### Task to carry out
Output the items below as a two-column CSV with the header row item_text,answer and one row per item. Put each item's full text and its answer in a single double-quoted field each, replacing every line break with a space.

### Stored items
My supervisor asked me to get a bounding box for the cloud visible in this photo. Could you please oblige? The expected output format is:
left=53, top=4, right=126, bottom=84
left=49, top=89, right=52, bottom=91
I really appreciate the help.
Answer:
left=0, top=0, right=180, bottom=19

### Completed exercise
item_text,answer
"My supervisor asked me to get a bounding box for the cloud visible in this photo. Could you please oblige? The expected output format is: left=53, top=4, right=126, bottom=84 left=49, top=89, right=52, bottom=91 I really appreciate the help. Answer:","left=0, top=0, right=180, bottom=19"